Identify every line in the rows below that contains the word "brown", and copy each of those lines out.

Given records -
<<<<
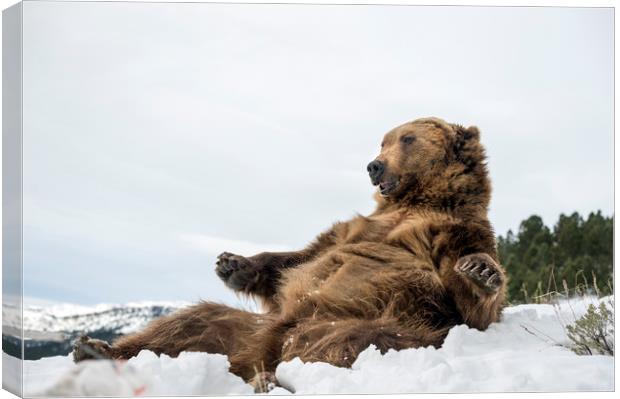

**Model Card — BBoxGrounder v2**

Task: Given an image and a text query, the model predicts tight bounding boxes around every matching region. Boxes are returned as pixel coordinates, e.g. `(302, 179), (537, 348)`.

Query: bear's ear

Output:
(451, 125), (484, 166)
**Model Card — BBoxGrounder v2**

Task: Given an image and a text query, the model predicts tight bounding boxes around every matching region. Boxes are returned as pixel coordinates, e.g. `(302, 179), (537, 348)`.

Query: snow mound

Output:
(14, 297), (614, 396)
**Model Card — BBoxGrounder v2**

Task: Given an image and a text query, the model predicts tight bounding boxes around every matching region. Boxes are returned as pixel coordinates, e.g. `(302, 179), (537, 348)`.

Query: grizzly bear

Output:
(73, 118), (506, 391)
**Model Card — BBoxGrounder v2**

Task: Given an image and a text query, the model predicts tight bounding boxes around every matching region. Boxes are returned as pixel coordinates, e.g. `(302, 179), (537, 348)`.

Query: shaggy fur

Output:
(74, 118), (506, 389)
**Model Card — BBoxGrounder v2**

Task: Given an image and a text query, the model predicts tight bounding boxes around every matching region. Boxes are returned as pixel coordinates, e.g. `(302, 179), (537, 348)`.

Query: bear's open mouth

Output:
(379, 180), (399, 197)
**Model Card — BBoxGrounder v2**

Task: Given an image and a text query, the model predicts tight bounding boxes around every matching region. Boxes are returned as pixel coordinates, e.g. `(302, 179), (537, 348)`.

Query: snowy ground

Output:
(3, 298), (614, 396)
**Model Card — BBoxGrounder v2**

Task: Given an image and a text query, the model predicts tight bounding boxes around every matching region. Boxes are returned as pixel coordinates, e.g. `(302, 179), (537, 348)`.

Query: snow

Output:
(2, 301), (190, 337)
(3, 297), (614, 396)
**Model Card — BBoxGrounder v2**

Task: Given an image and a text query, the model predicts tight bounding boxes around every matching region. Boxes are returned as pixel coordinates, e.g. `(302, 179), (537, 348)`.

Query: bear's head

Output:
(367, 118), (491, 209)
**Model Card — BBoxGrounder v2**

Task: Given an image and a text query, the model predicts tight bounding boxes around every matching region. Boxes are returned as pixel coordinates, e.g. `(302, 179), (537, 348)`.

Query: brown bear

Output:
(74, 118), (506, 391)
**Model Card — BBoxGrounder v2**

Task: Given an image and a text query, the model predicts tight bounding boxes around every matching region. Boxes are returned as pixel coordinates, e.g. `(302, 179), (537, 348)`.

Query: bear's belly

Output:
(279, 242), (438, 318)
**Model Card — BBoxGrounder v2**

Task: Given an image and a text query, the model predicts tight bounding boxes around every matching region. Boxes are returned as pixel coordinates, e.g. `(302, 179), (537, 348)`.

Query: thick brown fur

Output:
(76, 118), (506, 390)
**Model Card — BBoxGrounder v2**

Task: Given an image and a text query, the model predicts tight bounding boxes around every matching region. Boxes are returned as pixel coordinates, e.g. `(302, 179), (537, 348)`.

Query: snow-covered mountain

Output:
(2, 302), (189, 360)
(3, 297), (614, 397)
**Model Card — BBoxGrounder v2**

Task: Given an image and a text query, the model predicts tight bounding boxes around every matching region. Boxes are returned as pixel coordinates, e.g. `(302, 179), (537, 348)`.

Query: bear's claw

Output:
(250, 371), (280, 393)
(455, 253), (503, 293)
(73, 335), (113, 363)
(215, 252), (258, 290)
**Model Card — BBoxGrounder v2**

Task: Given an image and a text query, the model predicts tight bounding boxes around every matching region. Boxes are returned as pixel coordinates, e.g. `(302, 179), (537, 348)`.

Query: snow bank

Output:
(12, 299), (614, 396)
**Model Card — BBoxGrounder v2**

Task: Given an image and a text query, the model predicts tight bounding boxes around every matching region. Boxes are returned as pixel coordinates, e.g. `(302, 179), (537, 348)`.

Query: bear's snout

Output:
(366, 159), (385, 186)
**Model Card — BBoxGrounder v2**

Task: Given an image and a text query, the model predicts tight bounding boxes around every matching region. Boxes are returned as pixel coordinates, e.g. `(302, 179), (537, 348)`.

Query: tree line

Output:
(498, 211), (613, 303)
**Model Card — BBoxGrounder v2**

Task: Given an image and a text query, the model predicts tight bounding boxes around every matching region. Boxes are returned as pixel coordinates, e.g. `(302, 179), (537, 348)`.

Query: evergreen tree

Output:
(498, 211), (613, 303)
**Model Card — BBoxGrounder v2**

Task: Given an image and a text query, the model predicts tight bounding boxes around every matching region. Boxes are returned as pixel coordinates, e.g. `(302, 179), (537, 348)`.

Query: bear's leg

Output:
(73, 302), (264, 362)
(282, 317), (448, 367)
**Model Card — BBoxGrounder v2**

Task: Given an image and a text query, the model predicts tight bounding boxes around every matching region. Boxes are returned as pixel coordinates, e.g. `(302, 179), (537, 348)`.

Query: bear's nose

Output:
(366, 159), (385, 184)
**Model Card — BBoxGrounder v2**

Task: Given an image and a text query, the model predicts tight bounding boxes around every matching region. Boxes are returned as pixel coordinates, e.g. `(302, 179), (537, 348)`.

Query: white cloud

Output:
(179, 234), (290, 256)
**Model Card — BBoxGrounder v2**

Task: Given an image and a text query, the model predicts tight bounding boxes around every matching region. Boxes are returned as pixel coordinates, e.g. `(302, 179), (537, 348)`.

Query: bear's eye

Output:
(400, 136), (415, 144)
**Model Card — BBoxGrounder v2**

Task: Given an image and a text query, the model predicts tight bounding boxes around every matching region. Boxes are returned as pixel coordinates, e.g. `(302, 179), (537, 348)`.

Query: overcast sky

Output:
(24, 2), (614, 304)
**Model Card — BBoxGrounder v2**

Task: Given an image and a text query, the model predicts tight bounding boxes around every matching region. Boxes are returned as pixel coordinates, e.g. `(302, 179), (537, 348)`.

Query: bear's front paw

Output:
(249, 371), (280, 393)
(73, 335), (113, 363)
(454, 253), (504, 294)
(215, 252), (258, 290)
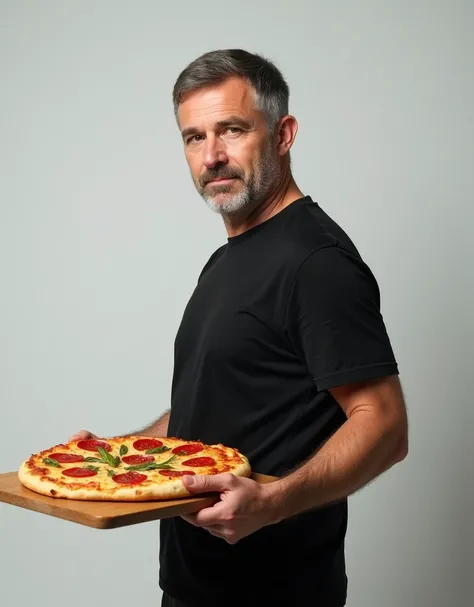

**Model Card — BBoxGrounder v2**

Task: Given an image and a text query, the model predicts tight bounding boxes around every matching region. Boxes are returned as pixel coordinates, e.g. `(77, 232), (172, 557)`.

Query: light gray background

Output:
(0, 0), (474, 607)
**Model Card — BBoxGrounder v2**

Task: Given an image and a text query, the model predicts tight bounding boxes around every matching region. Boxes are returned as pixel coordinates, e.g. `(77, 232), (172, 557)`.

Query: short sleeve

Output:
(284, 246), (398, 390)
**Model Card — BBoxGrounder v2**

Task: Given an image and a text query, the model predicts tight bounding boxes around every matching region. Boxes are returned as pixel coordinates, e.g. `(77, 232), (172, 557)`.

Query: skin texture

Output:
(69, 78), (408, 544)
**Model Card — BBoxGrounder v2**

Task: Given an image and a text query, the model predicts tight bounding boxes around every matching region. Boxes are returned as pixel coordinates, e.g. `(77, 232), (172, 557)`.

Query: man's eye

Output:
(186, 135), (203, 144)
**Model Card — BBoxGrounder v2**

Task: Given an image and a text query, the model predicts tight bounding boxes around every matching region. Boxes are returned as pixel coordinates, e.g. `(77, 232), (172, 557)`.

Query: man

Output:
(71, 50), (408, 607)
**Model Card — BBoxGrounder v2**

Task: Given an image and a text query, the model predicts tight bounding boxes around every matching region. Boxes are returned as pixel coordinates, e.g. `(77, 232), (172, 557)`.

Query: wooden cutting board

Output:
(0, 472), (277, 529)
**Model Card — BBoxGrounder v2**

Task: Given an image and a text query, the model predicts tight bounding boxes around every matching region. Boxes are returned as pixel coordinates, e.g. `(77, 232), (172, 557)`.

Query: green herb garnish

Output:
(97, 447), (120, 468)
(43, 457), (61, 468)
(145, 445), (171, 453)
(125, 455), (176, 470)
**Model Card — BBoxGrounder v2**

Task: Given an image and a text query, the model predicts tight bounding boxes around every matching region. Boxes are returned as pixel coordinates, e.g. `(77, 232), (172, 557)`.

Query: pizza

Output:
(18, 436), (251, 501)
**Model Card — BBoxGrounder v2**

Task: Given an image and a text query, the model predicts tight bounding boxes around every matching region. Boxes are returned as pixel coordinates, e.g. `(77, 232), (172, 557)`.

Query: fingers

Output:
(68, 430), (98, 443)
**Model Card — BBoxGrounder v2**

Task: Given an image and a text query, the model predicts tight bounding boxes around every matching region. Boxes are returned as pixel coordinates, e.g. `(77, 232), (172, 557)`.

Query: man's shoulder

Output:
(198, 243), (228, 282)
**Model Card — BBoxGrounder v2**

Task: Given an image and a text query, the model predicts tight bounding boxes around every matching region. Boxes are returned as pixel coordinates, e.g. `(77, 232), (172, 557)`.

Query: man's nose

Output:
(203, 138), (227, 169)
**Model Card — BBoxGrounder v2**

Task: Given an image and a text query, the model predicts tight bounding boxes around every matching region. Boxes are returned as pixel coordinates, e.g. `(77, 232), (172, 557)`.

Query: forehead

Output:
(178, 77), (262, 129)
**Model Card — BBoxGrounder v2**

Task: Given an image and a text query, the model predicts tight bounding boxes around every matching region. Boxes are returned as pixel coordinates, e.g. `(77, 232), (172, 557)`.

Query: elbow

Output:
(393, 425), (408, 464)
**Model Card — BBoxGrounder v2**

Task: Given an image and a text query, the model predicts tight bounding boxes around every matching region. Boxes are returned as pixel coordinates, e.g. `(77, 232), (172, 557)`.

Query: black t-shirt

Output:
(160, 196), (398, 607)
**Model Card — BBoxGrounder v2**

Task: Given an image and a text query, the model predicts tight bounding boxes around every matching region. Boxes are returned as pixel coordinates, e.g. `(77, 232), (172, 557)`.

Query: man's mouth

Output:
(206, 177), (237, 185)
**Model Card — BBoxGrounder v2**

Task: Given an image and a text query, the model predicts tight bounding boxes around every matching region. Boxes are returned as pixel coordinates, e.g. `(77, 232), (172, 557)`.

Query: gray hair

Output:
(173, 49), (290, 130)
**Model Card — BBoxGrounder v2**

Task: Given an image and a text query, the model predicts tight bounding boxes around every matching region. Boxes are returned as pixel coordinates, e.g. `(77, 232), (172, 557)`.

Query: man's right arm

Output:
(68, 410), (170, 442)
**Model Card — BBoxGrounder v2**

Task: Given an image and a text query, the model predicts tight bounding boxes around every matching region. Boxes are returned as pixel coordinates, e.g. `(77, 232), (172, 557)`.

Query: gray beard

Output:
(200, 150), (281, 217)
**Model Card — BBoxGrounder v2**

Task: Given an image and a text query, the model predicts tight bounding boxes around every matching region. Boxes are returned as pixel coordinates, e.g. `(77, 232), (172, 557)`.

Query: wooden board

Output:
(0, 472), (276, 529)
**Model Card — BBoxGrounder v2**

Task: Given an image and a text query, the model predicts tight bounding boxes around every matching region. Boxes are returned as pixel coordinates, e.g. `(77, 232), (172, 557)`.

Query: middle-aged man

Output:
(71, 50), (408, 607)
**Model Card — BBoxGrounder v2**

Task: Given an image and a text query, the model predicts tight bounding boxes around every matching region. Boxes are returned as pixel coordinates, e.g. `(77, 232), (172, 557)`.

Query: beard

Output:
(196, 147), (281, 216)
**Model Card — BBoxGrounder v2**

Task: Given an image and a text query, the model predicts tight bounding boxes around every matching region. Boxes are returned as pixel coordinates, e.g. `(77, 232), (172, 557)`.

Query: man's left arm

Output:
(265, 375), (408, 522)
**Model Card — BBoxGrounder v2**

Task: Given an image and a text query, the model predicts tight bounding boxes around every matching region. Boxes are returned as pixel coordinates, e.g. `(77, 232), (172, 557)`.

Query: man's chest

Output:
(175, 256), (289, 366)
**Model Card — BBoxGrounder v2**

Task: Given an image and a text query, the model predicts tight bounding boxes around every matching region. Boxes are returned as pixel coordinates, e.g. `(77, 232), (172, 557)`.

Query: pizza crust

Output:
(18, 436), (251, 502)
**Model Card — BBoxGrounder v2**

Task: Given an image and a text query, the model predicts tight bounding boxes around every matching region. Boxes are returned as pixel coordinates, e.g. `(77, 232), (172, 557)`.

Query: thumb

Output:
(183, 474), (230, 493)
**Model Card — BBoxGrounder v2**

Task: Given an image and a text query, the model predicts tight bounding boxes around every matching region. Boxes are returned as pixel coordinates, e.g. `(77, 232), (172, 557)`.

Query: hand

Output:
(182, 473), (275, 544)
(68, 430), (99, 443)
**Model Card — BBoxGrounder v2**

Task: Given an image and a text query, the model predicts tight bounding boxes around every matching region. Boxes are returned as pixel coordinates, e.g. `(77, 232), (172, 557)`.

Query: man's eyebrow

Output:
(181, 116), (254, 139)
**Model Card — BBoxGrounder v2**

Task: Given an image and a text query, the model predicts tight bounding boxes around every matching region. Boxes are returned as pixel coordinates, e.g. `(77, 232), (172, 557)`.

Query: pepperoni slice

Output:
(63, 468), (97, 478)
(171, 443), (204, 455)
(133, 438), (163, 451)
(77, 438), (112, 451)
(112, 470), (148, 485)
(160, 470), (196, 477)
(183, 457), (216, 467)
(122, 455), (155, 466)
(49, 453), (84, 464)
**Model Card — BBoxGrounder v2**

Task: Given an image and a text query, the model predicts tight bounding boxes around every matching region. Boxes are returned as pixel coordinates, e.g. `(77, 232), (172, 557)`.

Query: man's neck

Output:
(224, 176), (304, 237)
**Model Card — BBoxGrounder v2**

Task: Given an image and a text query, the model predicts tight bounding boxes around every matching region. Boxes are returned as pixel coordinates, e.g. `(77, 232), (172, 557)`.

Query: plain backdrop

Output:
(0, 0), (474, 607)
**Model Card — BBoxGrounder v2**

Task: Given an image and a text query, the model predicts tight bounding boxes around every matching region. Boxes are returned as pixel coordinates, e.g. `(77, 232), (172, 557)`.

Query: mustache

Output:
(199, 167), (243, 187)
>>>>
Output for this exercise -
Query: brown bear
Query: thick brown fur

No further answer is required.